### Given passage
Several limitations warrant consideration. Accuracy ratings were assigned by two clinician reviewers using a consensus approach rather than independent scoring; accordingly, inter-rater reliability could not be quantified. Future studies should incorporate independent multi-rater evaluations with prespecified adjudication procedures and reporting of inter-rater agreement to strengthen reproducibility. The analysis was limited to 100 predefined kidney transplantation terms and may not reflect the linguistic and contextual complexity of longitudinal educational materials or real-time clinical conversations (Zhu et al., 2025; Chadban et al., 2020; Puttarajappa et al., 2021). Although standardized readability metrics provide objective and reproducible estimates, they do not directly measure patient comprehension, recall, or decision-making, and they incompletely capture contextual understanding, numeracy, cultural factors, and emotional burdeni (Storino et al., 2016; Daraz et al., 2019; Joshi et al., 2015). Finally, because the evaluation was conducted using a single model and within a specific prompting framework, generalizability to other LLM architectures and deployment environments remains uncertain.
Future research should incorporate patient-centered outcomes, including comprehension testing, satisfaction, and behavioral measures such as medication adherence. In addition, the concentration of ratings in the highest accuracy categories observed in this study may reflect both the factual consistency of the model outputs and the constrained scope of the evaluated content, which consisted of discrete transplant-related terms rather than complex clinical scenarios. The use of a 5-point Likert scale, while commonly applied in similar evaluations, may have limited discriminatory sensitivity in detecting subtle qualitative differences among highly accurate explanations. Future investigations should therefore consider more granular scoring frameworks, independent multi-rater panels, or structured error taxonomies to enhance differentiation among high-performing outputs. Comparative evaluations across multiple LLMs and languages, as well as the integration of multimodal educational tools (for example, visuals, diagrams, and interactive explanations), may further enhance accessibility (Umman et al., 2025; Hamid et al., 2022; Burghall et al., 2023). In addition, embedding readability constraints as default parameters within clinical AI systems could promote safer and more equitable dissemination of transplant education materials (Olmeda Barrientos et al., 2021; Ihsan et al., 2025).

### Record excerpts

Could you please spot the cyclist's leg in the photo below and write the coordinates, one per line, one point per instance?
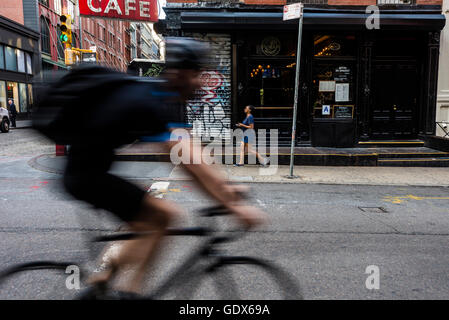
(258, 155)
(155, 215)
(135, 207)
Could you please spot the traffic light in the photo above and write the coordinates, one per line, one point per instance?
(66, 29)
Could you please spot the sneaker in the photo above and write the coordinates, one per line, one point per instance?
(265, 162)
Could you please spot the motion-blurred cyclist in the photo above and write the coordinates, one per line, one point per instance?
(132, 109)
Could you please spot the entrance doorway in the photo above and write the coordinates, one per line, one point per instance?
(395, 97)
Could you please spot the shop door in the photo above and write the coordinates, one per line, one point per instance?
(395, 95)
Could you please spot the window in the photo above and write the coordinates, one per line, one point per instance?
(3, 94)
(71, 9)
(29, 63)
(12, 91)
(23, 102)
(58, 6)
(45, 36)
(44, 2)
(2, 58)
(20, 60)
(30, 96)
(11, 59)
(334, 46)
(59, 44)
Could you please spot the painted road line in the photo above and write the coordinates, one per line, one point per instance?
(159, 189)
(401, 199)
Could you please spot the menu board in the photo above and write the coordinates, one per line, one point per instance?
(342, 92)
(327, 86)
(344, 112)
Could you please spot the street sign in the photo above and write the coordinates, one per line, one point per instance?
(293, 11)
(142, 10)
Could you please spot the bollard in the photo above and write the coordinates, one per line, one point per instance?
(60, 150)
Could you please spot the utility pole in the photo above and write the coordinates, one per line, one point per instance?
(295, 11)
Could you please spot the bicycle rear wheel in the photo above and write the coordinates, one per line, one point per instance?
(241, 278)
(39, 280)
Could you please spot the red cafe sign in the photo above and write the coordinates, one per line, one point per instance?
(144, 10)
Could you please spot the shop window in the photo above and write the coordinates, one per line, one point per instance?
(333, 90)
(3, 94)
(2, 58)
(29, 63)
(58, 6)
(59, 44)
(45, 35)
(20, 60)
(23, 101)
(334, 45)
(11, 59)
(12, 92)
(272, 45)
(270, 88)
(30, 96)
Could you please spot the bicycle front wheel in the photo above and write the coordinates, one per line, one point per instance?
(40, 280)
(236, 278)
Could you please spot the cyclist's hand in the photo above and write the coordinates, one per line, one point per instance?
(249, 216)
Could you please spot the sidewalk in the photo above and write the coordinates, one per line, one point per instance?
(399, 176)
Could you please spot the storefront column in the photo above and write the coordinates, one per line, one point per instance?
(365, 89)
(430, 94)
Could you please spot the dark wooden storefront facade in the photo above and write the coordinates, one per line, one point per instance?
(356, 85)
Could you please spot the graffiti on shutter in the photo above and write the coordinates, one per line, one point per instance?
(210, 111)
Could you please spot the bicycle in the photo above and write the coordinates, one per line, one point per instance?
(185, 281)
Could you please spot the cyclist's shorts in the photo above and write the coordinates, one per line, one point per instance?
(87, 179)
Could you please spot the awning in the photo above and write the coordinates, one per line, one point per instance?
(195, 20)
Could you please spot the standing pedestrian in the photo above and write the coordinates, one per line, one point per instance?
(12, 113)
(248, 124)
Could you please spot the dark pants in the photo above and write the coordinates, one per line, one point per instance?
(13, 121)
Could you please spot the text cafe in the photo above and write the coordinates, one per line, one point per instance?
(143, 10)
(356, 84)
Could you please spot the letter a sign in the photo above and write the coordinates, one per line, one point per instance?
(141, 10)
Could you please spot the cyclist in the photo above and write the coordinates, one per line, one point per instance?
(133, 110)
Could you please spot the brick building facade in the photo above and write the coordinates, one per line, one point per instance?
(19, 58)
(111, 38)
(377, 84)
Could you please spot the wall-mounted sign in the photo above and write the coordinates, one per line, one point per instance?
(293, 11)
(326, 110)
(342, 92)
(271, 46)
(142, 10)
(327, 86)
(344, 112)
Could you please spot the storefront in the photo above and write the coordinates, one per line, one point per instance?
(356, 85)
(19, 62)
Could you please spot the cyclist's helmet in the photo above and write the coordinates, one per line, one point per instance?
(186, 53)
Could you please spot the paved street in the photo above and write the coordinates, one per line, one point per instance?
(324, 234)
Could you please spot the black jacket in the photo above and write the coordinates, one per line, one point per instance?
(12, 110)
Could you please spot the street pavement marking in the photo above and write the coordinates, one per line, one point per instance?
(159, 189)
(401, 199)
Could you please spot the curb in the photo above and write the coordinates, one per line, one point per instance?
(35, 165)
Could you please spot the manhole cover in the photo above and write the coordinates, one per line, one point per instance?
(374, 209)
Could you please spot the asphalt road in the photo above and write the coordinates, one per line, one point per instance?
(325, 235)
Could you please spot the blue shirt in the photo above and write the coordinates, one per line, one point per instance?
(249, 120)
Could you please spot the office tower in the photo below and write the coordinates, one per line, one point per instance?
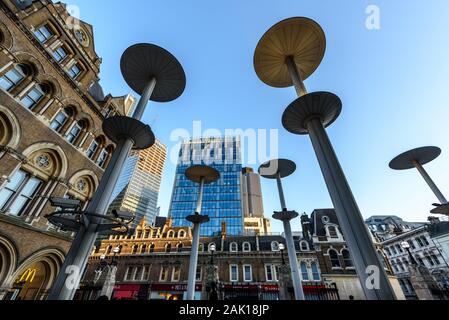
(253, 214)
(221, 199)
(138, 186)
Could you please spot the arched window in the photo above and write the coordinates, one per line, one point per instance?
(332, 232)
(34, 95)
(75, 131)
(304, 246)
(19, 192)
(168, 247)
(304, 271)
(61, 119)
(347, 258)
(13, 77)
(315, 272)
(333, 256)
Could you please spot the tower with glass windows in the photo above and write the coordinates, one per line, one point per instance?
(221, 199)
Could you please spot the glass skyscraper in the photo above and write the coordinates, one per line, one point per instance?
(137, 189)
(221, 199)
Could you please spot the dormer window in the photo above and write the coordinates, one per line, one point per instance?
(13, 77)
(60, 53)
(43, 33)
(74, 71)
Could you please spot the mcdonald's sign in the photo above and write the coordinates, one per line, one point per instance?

### What needs to be done
In the limitations passage, how many predefined kidney transplantation terms was the analysis limited to?

### Response area
100